* begin EXCERPT PROVIDED *

The Cabinet has approved draft legislative proposals aimed at strengthening the protection of low-paid, vulnerable workers, following a consultation process with employer and employee representatives. The proposals include a ban on so-called zero hours contracts.

What is a zero hours contract?

A zero hours contract is a contract of employment which requires an employee to be available to work for a certain number of hours each week. However, there is no corresponding obligation on the employer to provide working hours to the employee. Zero hours contracts demand maximum flexibility from employees and minimum commitment from employers, and are particularly useful in industries which experience seasonal highs and lows. They are used by many employers to optimise staffing levels throughout the year.

While there are many legitimate business reasons for use of such contracts, zero hours working practices have been a source of media criticism in recent years as workers can be faced with uncertainty regarding their income security and left in a precarious position when accessing financial credit and arranging childcare. The use of zero hours contracts has been the subject of a number of industrial relations disputes in recent years, particularly in the retail industry.

Much of the debate here has been driven by media reports in the United Kingdom. However, in contrast to zero hour workers in the UK, zero hour workers in this jurisdiction are protected by the Organisation of Working Time Act.

Minimum payments for zero hour workers

Section 18 of the Organisation of Working Time Act 1997 provides that, where an employee is contractually required to be available for work and the employer does not give him/her hours, the employee is entitled to be paid for 25% of the hours for which s/he was required to be available or 15 hours pay, whichever is the lesser. Employees benefit, therefore, from a de facto "floor" below which their pay must not fall.

Section 18 does not apply to "casual" workers who are not contractually obliged to accept work from their employer. In Contract Personnel Marketing Ireland v Marie Buckley DTW1145, for example, the Labour Court found that a merchandiser whose working hours varied depending on client activity was not engaged under a "zero hours" contract. The worker in this case was not obliged to remain available for work during defined periods, and when she was offered work from time to time as it became available, she was not obliged to accept it. In these circumstances, the claimant was not protected by section 18.

In addition to "casual" workers, laid-off workers, workers on short time, ‘on call’ workers, and workers who have not been required to work due to an emergency are excluded from section 18.

Prevalence of zero hour working practices

Notwithstanding the significant media attention which has focused on the use of zero hour contracts in Ireland, it is fair to say that the use of zero hour contracts is far more prevalent in the United Kingdom, where up to 1.4 million workers are on such contracts. The UK has now banned exclusivity clauses in zero-hour contracts, so that employees cannot be prevented from working for another employer. Similar regulatory measures were proposed following a review in Northern Ireland. Meanwhile in New Zealand, the law has recently banned zero hour contracts.

* end EXCERPT PROVIDED *

EXERCISE INSTRUCTIONS —
1. According to the article on zero hours contracts, how many workers in the United Kingdom are on such contracts?
2. Reproduce word for word the passage of the article on zero hours contracts starting at "Notwithstanding the significant" and ending at "zero hour contracts.".

* begin EXTRACTED RECORDS *

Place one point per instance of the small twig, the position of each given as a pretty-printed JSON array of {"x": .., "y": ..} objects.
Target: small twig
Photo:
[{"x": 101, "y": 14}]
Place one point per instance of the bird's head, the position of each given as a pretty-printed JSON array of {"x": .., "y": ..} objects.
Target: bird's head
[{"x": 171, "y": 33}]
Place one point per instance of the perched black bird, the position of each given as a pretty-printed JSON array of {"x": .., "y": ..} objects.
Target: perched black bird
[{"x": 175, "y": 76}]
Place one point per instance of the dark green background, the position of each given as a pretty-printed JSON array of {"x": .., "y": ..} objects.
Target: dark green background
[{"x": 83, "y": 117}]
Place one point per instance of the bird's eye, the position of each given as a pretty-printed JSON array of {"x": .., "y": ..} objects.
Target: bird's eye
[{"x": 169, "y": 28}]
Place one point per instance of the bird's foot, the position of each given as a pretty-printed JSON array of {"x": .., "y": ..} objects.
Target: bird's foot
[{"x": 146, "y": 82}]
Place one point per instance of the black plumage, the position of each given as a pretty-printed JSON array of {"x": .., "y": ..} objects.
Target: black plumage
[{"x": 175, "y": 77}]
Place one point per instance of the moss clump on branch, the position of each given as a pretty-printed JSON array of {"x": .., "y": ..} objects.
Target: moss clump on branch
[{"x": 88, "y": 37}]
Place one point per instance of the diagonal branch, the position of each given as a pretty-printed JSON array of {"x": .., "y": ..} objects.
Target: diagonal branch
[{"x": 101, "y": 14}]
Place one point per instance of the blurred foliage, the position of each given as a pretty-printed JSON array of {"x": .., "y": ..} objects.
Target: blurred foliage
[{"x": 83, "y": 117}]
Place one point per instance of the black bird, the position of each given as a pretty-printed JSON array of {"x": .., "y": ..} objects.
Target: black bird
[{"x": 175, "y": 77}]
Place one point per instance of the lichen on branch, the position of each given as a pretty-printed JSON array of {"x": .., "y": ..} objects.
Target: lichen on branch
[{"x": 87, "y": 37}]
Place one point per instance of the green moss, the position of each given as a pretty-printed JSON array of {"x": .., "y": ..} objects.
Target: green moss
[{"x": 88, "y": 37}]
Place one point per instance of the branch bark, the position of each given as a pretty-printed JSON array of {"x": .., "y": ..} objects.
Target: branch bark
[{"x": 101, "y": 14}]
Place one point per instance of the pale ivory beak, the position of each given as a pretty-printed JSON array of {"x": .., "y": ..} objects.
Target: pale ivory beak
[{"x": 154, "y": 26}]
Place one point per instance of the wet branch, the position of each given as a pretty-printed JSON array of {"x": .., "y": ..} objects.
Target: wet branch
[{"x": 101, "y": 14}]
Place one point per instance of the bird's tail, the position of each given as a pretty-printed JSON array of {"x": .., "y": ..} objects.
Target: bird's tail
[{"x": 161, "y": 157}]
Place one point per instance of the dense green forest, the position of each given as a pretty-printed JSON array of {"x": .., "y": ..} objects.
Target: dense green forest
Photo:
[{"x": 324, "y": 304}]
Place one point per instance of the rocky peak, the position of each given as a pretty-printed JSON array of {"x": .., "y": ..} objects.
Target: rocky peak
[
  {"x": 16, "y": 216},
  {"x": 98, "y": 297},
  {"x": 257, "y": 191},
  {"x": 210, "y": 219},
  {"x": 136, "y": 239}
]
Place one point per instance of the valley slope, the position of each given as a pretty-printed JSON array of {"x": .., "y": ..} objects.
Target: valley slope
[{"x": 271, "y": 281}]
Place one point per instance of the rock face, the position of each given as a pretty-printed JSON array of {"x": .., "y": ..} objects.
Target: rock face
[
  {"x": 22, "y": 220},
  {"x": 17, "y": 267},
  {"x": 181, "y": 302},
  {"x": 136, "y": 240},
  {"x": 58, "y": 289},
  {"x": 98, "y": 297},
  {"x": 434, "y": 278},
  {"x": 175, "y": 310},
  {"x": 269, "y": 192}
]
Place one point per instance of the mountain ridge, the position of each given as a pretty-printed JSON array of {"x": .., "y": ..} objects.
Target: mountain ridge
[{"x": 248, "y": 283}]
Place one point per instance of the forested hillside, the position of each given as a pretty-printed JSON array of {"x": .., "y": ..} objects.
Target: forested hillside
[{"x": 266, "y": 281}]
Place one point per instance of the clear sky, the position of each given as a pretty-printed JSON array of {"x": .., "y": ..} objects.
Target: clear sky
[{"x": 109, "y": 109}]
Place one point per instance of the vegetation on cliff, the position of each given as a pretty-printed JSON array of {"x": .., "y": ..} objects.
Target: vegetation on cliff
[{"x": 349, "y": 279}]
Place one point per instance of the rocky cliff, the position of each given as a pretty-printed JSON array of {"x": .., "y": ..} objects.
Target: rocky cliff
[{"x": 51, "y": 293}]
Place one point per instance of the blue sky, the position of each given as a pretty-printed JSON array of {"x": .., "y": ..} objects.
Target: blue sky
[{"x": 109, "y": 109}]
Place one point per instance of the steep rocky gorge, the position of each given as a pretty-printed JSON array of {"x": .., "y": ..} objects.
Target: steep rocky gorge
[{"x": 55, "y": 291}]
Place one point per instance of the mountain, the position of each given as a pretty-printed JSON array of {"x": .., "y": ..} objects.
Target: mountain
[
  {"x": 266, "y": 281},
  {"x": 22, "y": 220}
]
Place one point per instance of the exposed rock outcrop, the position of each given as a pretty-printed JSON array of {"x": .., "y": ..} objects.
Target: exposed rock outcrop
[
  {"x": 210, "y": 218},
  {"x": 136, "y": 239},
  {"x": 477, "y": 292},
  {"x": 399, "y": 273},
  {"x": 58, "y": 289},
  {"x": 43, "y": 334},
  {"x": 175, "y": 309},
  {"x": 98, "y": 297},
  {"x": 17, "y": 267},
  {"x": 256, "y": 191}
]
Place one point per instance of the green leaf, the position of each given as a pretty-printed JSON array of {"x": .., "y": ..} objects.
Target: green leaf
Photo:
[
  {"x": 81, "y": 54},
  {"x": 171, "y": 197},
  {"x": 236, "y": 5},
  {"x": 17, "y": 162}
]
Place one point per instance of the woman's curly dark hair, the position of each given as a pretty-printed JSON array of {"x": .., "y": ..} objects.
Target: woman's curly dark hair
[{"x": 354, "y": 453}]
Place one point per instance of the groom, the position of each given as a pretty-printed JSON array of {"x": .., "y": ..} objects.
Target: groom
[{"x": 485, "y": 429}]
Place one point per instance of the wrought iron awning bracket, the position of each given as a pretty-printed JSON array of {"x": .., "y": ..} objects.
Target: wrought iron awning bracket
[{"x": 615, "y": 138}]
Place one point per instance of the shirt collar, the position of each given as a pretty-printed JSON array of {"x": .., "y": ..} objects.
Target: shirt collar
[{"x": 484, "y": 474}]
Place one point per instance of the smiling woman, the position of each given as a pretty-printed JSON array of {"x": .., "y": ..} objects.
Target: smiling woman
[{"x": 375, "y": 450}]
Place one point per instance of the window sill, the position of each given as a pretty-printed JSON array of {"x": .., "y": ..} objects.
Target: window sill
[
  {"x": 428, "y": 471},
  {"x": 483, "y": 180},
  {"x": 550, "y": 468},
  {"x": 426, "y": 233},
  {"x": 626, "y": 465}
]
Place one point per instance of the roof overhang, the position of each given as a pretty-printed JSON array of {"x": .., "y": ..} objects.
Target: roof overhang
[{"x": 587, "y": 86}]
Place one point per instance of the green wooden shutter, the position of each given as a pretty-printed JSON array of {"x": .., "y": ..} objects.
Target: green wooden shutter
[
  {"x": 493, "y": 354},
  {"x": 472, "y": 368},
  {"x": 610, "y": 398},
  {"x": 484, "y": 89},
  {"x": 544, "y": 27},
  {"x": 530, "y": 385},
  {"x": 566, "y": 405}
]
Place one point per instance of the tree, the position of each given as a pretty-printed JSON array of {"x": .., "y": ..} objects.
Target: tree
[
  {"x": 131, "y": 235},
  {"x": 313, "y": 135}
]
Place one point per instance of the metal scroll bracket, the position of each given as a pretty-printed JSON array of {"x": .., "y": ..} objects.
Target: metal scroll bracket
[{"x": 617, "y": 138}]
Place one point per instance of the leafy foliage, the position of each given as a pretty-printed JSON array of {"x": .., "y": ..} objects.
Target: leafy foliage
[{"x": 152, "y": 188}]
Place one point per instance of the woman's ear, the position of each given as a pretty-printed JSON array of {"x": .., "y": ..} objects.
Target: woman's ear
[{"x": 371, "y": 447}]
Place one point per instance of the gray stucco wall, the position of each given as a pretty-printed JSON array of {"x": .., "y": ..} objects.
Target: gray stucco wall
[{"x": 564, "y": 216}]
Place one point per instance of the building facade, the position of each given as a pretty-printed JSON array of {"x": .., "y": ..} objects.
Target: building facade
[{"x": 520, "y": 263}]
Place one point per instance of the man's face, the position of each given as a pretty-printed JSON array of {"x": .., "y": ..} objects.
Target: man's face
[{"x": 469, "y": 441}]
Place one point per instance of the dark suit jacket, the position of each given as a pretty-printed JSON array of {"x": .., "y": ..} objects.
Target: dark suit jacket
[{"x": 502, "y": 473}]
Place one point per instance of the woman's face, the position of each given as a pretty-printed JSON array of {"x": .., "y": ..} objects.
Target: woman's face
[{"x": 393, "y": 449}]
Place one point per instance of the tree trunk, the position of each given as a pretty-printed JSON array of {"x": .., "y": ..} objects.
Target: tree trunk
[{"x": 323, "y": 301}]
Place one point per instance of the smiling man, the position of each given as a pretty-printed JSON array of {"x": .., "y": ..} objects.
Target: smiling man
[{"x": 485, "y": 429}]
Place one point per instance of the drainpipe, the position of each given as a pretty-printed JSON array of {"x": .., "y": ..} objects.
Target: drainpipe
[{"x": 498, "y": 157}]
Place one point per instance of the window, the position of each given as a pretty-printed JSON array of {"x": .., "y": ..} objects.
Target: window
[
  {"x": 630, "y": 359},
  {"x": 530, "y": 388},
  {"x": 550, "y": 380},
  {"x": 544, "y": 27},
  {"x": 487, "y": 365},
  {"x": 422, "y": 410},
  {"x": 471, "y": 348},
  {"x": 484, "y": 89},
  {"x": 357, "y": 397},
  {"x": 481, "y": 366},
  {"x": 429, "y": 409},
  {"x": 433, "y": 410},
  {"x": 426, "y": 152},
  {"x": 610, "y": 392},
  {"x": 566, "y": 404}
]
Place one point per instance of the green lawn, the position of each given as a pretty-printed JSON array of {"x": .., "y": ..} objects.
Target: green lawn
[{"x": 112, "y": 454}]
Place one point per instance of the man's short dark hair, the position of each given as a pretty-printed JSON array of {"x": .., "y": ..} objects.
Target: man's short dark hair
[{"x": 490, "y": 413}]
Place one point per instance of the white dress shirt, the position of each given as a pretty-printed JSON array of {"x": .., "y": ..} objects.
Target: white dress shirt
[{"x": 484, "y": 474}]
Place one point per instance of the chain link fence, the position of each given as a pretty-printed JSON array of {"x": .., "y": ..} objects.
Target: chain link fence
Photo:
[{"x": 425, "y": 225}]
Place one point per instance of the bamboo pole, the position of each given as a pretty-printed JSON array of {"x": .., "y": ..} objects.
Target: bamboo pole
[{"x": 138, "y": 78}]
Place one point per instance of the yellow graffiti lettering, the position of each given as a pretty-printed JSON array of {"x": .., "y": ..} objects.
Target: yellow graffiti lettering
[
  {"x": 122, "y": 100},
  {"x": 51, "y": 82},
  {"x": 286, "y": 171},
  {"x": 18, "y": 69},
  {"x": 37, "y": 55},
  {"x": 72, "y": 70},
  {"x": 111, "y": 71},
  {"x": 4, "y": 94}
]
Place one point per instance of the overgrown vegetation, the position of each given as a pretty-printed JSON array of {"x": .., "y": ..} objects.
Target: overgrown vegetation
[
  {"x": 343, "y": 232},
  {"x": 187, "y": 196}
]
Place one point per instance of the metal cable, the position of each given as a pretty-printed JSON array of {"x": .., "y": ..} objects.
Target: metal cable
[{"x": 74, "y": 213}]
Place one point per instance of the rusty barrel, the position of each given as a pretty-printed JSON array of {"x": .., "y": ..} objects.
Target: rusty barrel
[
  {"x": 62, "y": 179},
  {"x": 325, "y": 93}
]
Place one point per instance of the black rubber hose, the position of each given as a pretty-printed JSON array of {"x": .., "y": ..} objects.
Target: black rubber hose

* end EXTRACTED RECORDS *

TASK-BY-TASK SOLUTIONS —
1. Up to 1.4 million workers.

2.
Notwithstanding the significant media attention which has focused on the use of zero hour contracts in Ireland, it is fair to say that the use of zero hour contracts is far more prevalent in the United Kingdom, where up to 1.4 million workers are on such contracts. The UK has now banned exclusivity clauses in zero-hour contracts, so that employees cannot be prevented from working for another employer. Similar regulatory measures were proposed following a review in Northern Ireland. Meanwhile in New Zealand, the law has recently banned zero hour contracts.